**WHAT YOU SHOULD DO**
Give as a numbered list, with blank lines left out, the lines of the records from the line containing "One pin marks each instance of the wooden board." through the end of the records, both included.

**RECORDED INFORMATION**
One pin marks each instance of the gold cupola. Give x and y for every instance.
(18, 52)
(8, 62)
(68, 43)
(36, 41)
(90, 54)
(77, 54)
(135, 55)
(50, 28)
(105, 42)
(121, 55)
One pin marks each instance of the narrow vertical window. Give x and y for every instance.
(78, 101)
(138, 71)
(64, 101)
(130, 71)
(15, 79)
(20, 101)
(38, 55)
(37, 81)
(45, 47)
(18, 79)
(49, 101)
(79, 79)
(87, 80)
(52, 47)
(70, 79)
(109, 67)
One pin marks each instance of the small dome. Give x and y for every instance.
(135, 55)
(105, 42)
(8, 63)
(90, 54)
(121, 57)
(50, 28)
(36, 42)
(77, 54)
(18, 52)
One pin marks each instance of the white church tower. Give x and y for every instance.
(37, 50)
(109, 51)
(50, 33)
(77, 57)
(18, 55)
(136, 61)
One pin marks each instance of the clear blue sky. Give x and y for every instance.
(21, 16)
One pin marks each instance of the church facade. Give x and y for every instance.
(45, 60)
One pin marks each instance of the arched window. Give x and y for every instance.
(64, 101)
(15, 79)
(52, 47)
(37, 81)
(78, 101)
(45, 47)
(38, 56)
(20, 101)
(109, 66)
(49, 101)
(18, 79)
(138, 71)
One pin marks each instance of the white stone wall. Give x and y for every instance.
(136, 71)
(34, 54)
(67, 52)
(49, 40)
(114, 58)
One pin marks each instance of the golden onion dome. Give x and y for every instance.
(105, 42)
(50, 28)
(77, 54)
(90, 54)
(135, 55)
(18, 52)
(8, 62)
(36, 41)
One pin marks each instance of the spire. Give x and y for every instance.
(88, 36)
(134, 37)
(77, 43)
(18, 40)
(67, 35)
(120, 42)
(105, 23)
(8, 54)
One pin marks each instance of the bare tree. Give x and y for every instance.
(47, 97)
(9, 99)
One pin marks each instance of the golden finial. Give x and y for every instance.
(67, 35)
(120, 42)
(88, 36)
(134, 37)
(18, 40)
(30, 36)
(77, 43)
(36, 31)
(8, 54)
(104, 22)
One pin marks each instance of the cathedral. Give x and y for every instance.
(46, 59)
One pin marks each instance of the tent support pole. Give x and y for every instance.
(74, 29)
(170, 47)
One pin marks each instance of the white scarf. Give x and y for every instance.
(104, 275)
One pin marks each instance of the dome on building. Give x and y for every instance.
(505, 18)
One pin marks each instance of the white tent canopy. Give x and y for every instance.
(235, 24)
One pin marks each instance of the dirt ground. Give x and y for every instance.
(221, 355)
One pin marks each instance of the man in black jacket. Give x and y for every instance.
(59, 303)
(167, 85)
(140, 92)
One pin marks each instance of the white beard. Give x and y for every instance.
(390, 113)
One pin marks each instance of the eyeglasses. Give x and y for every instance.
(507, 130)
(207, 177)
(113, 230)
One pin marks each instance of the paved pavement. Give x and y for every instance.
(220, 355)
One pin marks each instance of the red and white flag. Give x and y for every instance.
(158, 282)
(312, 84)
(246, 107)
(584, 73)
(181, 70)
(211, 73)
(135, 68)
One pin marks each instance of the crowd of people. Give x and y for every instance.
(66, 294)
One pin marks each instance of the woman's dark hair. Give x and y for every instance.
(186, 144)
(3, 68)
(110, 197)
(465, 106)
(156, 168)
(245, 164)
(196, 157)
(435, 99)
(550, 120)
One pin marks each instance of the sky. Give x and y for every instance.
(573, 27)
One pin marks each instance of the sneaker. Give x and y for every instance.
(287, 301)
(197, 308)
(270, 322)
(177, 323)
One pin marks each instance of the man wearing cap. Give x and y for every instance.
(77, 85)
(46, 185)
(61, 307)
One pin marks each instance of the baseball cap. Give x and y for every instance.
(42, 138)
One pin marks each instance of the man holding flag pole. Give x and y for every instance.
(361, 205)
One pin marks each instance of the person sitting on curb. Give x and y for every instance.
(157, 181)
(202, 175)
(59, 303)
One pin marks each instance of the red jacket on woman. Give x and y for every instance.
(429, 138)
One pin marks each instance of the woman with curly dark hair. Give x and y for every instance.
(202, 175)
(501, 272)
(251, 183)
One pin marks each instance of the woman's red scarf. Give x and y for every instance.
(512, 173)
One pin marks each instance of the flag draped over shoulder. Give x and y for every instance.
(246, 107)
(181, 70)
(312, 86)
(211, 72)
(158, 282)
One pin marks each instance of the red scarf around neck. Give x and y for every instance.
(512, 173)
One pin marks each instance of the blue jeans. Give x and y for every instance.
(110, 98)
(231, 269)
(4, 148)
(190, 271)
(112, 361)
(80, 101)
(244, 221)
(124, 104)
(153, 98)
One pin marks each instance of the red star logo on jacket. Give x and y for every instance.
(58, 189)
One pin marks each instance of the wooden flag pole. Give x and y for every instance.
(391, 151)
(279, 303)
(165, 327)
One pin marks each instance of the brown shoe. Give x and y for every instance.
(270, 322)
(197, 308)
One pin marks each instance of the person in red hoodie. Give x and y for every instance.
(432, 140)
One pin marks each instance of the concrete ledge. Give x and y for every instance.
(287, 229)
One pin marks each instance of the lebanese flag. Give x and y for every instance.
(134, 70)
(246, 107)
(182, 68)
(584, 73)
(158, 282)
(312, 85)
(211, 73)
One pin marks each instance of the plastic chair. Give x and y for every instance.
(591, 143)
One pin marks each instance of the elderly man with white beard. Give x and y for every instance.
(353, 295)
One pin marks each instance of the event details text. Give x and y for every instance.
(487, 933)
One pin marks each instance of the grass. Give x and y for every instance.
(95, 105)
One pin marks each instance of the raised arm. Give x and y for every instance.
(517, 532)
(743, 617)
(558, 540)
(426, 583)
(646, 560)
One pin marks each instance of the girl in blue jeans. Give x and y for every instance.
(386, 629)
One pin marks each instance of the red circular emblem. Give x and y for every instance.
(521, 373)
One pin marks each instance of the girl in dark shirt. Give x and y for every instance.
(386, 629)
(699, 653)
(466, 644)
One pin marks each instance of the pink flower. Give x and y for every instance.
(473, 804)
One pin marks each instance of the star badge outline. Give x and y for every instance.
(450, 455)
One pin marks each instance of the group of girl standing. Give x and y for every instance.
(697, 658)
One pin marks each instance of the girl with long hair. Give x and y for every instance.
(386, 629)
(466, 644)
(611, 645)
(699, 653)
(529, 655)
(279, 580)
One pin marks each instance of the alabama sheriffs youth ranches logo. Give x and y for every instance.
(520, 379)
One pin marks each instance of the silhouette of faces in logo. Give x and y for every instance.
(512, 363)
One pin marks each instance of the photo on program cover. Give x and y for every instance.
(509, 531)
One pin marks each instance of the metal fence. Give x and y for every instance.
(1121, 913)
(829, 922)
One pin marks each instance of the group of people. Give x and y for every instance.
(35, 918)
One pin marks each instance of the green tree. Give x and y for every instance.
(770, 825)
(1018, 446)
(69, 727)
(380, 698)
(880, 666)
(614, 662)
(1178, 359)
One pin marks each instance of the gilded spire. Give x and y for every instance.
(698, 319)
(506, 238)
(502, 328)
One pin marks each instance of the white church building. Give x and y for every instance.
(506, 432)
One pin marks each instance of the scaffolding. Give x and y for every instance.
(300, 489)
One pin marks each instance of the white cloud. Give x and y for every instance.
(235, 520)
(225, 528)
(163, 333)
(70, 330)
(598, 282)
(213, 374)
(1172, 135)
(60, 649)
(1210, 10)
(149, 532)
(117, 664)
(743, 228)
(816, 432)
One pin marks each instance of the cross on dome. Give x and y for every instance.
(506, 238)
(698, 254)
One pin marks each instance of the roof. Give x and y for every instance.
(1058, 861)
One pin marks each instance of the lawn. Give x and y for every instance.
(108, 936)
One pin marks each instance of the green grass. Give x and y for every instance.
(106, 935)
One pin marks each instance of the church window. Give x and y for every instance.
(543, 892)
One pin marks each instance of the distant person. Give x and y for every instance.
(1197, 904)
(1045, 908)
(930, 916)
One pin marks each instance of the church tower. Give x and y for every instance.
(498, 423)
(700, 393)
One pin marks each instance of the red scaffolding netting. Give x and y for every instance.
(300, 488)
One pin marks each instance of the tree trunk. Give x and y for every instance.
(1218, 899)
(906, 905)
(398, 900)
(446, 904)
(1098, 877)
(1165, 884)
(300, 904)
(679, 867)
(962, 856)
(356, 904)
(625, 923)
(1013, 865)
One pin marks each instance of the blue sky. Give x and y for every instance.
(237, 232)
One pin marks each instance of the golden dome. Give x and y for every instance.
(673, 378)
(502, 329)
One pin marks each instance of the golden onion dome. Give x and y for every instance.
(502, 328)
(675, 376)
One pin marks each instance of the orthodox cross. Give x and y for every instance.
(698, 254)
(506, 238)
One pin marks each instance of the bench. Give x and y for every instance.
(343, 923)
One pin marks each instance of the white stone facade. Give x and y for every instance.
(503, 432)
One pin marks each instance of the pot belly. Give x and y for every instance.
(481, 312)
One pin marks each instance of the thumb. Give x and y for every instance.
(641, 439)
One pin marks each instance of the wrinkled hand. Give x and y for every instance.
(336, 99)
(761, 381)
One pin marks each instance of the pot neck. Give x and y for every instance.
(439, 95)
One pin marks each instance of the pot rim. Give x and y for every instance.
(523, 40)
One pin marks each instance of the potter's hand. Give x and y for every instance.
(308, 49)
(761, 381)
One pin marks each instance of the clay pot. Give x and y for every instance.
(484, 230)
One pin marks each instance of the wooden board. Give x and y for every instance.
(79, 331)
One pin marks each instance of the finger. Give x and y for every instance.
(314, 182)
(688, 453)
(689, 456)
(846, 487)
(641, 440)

**EXERCISE SOLUTION**
1. One pin marks each instance of the wooden board. Give x and y for every instance.
2. (79, 331)
3. One pin marks each instance of the finger. Give x and y for every instance.
4. (314, 182)
5. (688, 453)
6. (689, 456)
7. (846, 487)
8. (641, 440)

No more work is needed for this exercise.